Begin Quoted text

Re: [webcomponents] HTML Parsing and the <template> element

From: Adam Barth <w3c@adambarth.com>
Date: Thu, 5 Apr 2012 00:27:57 -0700
Message-ID: <CAJE5ia_cs54PQbzsVV7VZk_n49++45BOW3AnmCY3H0SqfHubBA@mail.gmail.com>
To: Rafael Weinstein <rafaelw@google.com>
Cc: Dimitri Glazkov <dglazkov@chromium.org>, Henri Sivonen <hsivonen@iki.fi>, public-webapps <public-webapps@w3.org>, Ian Hickson <ian@hixie.ch>, Erik Arvidsson <arv@google.com>, Yehuda Katz <wycats@gmail.com>
On Wed, Apr 4, 2012 at 12:12 PM, Rafael Weinstein <rafaelw@google.com> wrote:
> On Mon, Apr 2, 2012 at 3:21 PM, Dimitri Glazkov <dglazkov@chromium.org> wrote:
>> On Wed, Feb 8, 2012 at 11:25 PM, Henri Sivonen <hsivonen@iki.fi> wrote:
>>> On Thu, Feb 9, 2012 at 12:00 AM, Dimitri Glazkov <dglazkov@chromium.org> wrote:
>>>> == IDEA 1: Keep template contents parsing in the tokenizer ==
>>> Not this!

End Quoted text
Begin Dataset entries

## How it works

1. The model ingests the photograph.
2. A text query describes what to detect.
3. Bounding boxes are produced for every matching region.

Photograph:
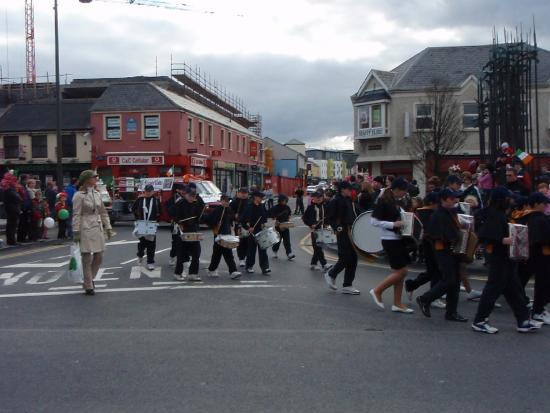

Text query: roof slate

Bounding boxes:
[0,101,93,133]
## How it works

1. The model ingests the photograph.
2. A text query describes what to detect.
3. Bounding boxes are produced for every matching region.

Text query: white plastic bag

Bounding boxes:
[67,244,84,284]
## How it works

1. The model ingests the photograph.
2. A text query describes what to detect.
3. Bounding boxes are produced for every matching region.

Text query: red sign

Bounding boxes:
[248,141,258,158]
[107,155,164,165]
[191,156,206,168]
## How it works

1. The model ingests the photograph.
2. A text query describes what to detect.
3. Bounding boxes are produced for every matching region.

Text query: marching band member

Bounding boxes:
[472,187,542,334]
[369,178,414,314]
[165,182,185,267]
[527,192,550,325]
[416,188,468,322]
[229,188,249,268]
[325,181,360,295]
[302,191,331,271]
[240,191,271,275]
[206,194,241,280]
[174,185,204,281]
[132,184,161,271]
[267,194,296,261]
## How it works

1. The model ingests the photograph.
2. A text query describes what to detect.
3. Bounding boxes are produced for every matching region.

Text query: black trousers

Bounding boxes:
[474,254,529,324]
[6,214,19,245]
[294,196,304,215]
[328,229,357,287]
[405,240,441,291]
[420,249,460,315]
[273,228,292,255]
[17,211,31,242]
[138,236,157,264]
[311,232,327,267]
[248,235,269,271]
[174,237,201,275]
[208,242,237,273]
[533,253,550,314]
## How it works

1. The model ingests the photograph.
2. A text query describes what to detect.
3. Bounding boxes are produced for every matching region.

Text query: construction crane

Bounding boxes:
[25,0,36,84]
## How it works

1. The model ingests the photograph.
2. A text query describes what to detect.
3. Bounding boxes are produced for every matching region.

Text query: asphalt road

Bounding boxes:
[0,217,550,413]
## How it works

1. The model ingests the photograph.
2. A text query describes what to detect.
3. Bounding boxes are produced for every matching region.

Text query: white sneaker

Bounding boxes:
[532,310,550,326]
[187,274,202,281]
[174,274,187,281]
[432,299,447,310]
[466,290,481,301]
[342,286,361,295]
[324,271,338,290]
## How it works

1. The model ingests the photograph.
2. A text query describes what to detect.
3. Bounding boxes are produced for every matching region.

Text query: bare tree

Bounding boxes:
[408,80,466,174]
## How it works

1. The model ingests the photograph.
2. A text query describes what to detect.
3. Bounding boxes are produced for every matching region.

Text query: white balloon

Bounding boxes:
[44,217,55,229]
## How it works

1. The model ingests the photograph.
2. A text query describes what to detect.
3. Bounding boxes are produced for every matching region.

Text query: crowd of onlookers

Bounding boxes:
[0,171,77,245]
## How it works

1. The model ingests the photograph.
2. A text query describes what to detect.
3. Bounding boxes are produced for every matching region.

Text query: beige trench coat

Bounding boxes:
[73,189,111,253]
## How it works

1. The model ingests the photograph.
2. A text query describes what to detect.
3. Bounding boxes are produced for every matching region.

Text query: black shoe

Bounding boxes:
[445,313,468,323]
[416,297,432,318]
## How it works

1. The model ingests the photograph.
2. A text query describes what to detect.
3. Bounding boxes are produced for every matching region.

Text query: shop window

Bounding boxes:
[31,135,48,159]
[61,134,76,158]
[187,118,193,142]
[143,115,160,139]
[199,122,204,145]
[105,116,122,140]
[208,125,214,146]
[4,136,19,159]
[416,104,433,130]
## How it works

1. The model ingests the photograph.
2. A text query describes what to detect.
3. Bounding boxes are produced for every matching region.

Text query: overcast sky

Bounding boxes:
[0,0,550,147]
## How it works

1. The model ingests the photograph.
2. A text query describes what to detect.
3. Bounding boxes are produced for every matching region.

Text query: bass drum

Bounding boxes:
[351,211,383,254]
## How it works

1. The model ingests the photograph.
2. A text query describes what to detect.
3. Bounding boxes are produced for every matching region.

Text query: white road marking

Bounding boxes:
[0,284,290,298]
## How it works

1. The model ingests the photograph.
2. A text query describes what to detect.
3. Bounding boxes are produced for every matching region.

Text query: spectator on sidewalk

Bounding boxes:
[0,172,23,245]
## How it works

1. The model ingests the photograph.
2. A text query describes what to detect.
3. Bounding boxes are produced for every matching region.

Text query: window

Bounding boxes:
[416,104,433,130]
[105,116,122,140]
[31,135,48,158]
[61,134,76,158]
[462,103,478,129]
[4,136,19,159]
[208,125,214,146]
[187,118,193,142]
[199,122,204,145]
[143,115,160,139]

End Dataset entries

Problems to work on:
**1)** List every email address in the Cc line of the message about template parsing.
**2)** Go on with the message about template parsing, starting right after its last line.
The material has no connection to the mailing list message about template parsing.

The results:
**1)**
dglazkov@chromium.org
hsivonen@iki.fi
public-webapps@w3.org
ian@hixie.ch
arv@google.com
wycats@gmail.com

**2)**
>>> Here's why:
>>> Making something look like markup but then not tokenizing it as markup
>>> is confusing. The confusion leads to authors not having a clear mental
>>> model of what's going on and where stuff ends. Trying to make things
>>> just work for authors leads to even more confusing "here be dragons"
>>> solutions. Check out
>>> http://www.whatwg.org/specs/web-apps/current-work/multipage/tokenization.html#script-data-double-escaped-dash-dash-state
>>> Making something that looks like markup but isn't tokenized as markup
>>> also makes the delta between HTML and XHTML greater. Some people may
>>> be ready to throw XHTML under the bus completely at this point, but
>>> this also goes back to the confusion point. Apart from namespaces, the
>>> mental model you can teach for XML is remarkably sane. Whenever HTML
>>> deviates from it, it's a complication in the understandability of
>>> HTML.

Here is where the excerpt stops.